» **PROVIDED PASSAGE**:
((
Fair price and ways to find a teletype

Chuck Guzis cclist at sydex.com
Fri Oct 16 01:42:10 CDT 2015


On 10/15/2015 10:58 PM, Brent Hilpert wrote:


> But working from OSX unix system-call level to a plastic-encapsulated
> USB-serial dongle, I was pleasantly surprised that "75" was accepted
> by the IO/device driver. IIRC, it didn't accept 110 or other values
> outside the divide-by-2 sequence, and 75 was the final. So it wasn't
> a general frequency-to-period calculation from a high-res timer.
> Maybe it was a factor-of-two calculation that hit the counter
> resolution limit at 75, or the driver writer actually included 75 in
> a table lookup.

All USB-to-RS232 bridge chips appear to derive their BRG base from a 
12MHz internal oscillator.  In spite of some folks' high opinion of FTDI 
chips, they're far from the most flexible.  The FT231x, for example, 
bottoms out at 183.1 bps.

On the other hand, the rather "prolific" Prolific PL2303, found on many 
cheap Chinese adapters does, in fact, bottom out at 75 bps with the 
standard driver.  Apparently, custom/nonstandard rates are also 
possible, but the datasheet specifies that Prolific needs to be 
contacted for details.  I suspect that this involves an NDA.
))
» **SOURCE MATERIAL**:
((
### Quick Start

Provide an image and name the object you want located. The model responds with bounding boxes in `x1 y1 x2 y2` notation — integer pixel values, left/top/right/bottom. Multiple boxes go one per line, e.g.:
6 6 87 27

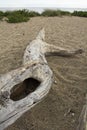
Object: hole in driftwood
))
In the teletype post, what is the lowest rate in bps that the FT231x chip reaches?

» **THE COMPLETED TASK**:
183.1 bps